Task directions » Return every line below exactly, without dropping any.

Available data »
------------

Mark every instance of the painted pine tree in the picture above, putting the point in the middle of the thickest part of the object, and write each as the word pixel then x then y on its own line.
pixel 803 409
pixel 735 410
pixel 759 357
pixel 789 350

------------

Your response »
Mark every instance of the painted pine tree in the picture above, putting the point in the middle of the thickest part of the object, and write each as the word pixel then x then y on its own line.
pixel 803 409
pixel 735 410
pixel 759 357
pixel 789 350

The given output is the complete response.